- _Document section_
======

Lab-grown meat made with magnetic fields could dramatically boost efficiency

The technique offers a greener, safer, and more efficient way of proving meat alternatives.
Loukia Papadopoulos
Synthetic meat.jpg
Synthetic meat

D-Keine/iStock 

Scientists from the National University of Singapore (NUS) have engineered a new way of growing synthetic meat by zapping animal cells with a magnet, according to a press release by the institution published on Monday. The novel technique will reduce reliance on animal products while also being greener, cleaner, safer, and more cost-effective.

Using other animal products

Today’s method of producing lab-grown meat involves using other animal products, which largely defeats the purpose. Current cell-based meat production methods require that animal cells are fed animal serum to help them grow and proliferate.

Even worse, this serum usually consists of fetal bovine serum, which is a mixture harvested from the blood of fetuses excised from pregnant cows slaughtered in the dairy or meat industries.

Other methods to promote cell growth are through the use of drugs or genetic engineering, which are equally complicated and possibly unhealthy. These complexities increase the cost of lab-grown meat alternatives and limit the manufacturing scale, interfering with the commercial viability of cell-based meat.

To overcome this challenge, a multidisciplinary research team led by Associate Professor Alfredo Franco-Obregón, who is from the NUS Institute for Health Innovation & Technology and the NUS Yong Loo Lin School of Medicine, conceived of an unconventional method of using magnetic pulses to stimulate the growth of cell-based meat, thus culturing myogenic stem cells, which are found in skeletal muscle and bone marrow tissue.

Lab-grown meat made with magnetic fields could dramatically boost efficiency
NUS's technology.

NUS 

“In response to a short 10-minute exposure to the magnetic fields, the cells release a myriad of molecules that have regenerative, metabolic, anti-inflammatory and immunity-boosting properties. These substances are part of what is known as the muscle “secretome” (for secreted factors) and are necessary for the growth, survival and development of cells into tissues. We are very excited about the possibility that magnetically-stimulated secretome release may one day replace the need for FBS in the production of cultured meat,” Franco-Obregón explained.

A safe and convenient harvesting method

“The growth-inducing secretomes can be harvested in the lab safely and conveniently, and also at low cost. This way, the myogenic stem cells will act as a sustainable and green bioreactor to produce the nutrients-rich secretomes for growing cell-based meat at scale for consumption. The muscle knows how to produce what it needs to grow and develop - it simply needs a little bit of encouragement when it is outside its owner. This is what our magnetic fields can provide," added the researcher.

The invention can also be used for applications in regenerative medicine. The team of researchers used the secreted proteins to treat unhealthy cells with promising outcomes. They found that these proteins helped to accelerate the recovery and growth of unhealthy cells, indicating the new technique’s potential in helping to cure injured cells and speed up a patient's recovery.

A patent has been filed for the technology, and the researchers are also seeking to commercialize it. The study was published in the August 2022 issue of the scientific journal Biomaterials.

======

- _Task statement_
Reproduce verbatim the passage of the article on magnetically grown lab meat that begins at the words "Other methods to" and ends after the words "bone marrow tissue.".

======

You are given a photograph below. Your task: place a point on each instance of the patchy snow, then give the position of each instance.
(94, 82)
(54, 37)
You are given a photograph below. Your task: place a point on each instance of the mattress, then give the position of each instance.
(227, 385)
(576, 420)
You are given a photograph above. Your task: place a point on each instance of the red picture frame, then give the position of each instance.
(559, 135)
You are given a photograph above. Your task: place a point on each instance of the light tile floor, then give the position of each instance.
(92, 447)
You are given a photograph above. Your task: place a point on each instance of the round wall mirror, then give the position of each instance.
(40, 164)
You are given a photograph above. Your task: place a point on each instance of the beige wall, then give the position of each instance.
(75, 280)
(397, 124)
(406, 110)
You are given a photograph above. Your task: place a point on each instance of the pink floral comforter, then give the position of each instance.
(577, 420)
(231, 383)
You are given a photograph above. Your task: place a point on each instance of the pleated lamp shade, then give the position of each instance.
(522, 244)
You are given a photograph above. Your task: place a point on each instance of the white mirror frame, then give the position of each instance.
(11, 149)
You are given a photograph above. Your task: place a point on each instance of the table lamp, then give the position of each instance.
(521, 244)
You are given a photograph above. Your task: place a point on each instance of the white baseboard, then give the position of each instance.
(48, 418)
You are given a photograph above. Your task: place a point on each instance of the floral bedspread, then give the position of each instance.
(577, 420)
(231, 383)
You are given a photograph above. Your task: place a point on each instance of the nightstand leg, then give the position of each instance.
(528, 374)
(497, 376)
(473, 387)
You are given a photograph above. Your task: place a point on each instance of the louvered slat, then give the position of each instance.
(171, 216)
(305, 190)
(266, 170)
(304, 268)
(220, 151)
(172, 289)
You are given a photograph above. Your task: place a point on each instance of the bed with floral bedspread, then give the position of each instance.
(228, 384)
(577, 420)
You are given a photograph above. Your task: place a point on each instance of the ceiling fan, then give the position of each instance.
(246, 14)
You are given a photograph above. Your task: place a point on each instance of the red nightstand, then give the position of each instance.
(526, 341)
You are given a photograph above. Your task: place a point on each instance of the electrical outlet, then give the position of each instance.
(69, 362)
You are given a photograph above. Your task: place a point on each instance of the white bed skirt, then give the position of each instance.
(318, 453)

======

- _Exercise response_
Other methods to promote cell growth are through the use of drugs or genetic engineering, which are equally complicated and possibly unhealthy. These complexities increase the cost of lab-grown meat alternatives and limit the manufacturing scale, interfering with the commercial viability of cell-based meat.

To overcome this challenge, a multidisciplinary research team led by Associate Professor Alfredo Franco-Obregón, who is from the NUS Institute for Health Innovation & Technology and the NUS Yong Loo Lin School of Medicine, conceived of an unconventional method of using magnetic pulses to stimulate the growth of cell-based meat, thus culturing myogenic stem cells, which are found in skeletal muscle and bone marrow tissue.